+++ EXCERPTED RECORDS +++
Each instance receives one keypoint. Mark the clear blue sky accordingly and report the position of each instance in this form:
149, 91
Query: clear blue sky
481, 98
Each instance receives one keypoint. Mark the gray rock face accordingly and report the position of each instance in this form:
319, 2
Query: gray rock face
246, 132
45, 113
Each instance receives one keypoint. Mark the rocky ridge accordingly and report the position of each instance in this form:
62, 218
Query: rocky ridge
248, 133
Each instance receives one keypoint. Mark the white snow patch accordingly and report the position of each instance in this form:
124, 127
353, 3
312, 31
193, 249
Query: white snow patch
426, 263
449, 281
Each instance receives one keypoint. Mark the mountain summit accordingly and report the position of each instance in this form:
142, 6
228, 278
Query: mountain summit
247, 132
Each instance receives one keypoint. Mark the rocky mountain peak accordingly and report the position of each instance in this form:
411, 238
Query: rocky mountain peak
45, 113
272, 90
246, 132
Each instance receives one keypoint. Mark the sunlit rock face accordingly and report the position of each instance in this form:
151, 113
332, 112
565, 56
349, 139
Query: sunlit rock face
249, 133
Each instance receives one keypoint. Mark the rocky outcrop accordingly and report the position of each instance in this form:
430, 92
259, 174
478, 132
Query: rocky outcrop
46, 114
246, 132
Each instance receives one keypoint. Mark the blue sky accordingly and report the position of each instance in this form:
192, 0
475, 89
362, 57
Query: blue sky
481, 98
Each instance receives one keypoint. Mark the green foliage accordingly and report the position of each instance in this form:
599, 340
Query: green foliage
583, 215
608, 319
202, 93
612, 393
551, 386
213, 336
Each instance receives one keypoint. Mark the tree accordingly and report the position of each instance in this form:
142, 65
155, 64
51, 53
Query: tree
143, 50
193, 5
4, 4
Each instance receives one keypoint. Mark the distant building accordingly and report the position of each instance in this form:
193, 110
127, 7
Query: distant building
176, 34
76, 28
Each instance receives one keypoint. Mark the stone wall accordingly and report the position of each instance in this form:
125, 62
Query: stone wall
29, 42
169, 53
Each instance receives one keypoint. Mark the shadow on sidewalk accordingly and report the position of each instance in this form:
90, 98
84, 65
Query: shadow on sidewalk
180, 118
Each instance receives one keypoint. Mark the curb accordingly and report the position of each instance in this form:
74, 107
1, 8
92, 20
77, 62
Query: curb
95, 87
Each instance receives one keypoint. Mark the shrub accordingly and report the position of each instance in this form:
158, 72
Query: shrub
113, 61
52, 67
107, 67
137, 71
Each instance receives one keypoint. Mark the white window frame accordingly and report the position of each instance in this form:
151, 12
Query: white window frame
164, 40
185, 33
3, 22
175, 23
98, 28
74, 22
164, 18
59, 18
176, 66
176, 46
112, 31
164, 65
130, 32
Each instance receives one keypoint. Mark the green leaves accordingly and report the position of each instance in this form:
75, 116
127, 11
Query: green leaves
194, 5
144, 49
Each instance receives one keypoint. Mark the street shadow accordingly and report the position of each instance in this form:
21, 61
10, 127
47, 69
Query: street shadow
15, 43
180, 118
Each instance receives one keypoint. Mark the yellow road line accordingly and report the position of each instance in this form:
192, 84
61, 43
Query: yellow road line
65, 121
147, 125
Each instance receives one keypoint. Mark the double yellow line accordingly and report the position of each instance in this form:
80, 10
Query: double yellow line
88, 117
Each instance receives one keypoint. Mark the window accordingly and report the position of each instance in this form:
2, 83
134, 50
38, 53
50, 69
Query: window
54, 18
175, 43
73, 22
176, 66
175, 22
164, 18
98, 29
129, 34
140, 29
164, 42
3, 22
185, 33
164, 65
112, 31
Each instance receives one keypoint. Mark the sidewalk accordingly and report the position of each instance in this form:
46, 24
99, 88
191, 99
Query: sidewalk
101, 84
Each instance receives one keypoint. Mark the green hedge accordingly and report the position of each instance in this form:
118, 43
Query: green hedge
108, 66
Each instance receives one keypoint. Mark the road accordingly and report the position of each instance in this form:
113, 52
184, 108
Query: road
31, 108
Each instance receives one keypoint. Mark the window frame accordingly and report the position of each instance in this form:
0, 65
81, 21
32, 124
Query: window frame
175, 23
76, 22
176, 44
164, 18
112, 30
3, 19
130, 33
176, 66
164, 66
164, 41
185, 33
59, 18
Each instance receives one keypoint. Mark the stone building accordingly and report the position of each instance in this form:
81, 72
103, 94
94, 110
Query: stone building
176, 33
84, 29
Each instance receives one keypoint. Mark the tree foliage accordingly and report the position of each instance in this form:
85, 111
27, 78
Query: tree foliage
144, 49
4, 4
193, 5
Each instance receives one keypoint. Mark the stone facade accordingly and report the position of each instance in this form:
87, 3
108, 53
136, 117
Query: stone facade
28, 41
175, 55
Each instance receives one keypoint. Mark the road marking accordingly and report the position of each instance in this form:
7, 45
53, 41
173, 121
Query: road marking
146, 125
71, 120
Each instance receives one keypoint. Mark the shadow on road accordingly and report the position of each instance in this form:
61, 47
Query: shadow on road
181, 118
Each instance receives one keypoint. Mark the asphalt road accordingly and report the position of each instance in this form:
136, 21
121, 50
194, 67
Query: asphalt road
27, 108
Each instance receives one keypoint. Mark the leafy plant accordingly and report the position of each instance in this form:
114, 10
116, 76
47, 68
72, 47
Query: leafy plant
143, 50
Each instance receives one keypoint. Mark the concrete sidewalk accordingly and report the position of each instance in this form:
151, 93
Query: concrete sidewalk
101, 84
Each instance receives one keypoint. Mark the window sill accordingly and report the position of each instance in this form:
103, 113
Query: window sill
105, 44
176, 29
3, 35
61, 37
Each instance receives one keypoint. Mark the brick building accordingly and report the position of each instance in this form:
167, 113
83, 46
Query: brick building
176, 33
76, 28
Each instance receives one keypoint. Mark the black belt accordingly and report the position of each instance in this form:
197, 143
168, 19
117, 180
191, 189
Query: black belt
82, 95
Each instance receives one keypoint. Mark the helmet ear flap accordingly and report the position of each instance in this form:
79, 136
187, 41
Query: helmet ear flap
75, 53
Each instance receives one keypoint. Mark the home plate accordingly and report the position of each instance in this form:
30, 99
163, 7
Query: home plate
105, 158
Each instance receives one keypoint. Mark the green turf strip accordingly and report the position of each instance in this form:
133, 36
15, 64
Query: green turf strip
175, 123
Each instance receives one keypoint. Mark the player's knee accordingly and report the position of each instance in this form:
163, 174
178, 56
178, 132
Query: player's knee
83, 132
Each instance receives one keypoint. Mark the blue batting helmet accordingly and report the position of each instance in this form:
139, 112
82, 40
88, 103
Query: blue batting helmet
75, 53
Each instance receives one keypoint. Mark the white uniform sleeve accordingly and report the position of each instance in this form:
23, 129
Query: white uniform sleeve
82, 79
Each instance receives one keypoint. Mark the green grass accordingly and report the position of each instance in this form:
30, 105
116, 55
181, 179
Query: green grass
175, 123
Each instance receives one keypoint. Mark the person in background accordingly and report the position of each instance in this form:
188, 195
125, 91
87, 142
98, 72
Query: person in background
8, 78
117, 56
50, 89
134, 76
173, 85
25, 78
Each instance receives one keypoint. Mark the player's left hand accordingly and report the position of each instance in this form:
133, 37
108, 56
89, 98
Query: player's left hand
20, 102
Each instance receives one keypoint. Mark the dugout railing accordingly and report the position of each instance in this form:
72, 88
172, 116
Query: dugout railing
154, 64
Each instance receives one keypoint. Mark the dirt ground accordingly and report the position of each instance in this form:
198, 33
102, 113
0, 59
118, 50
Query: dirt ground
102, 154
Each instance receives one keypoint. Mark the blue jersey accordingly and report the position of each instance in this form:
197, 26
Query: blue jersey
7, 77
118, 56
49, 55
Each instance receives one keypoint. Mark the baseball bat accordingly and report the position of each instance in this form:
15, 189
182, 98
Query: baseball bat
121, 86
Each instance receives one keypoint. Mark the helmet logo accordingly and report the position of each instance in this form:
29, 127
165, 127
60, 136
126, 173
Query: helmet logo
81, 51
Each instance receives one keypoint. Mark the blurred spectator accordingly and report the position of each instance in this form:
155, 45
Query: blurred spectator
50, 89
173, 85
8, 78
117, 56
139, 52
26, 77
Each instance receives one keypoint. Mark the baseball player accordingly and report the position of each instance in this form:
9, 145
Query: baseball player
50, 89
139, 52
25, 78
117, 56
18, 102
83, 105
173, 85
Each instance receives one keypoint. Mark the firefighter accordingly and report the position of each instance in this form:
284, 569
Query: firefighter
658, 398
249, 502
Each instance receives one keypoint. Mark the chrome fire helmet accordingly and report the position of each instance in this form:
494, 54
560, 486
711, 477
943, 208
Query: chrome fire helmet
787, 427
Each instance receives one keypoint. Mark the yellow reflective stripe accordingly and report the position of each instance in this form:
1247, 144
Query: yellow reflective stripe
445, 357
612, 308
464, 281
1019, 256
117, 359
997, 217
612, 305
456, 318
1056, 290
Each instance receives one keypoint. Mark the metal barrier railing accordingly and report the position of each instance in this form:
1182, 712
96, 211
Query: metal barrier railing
+++
## TRY IT
Only the lines with the string "barrier" are wanted; pick them out of the records above and copy them.

## ANSWER SPACE
Each instance receives one keypoint. Mark the metal barrier railing accordingly and report the position of each instance in this form:
Query: metal barrier railing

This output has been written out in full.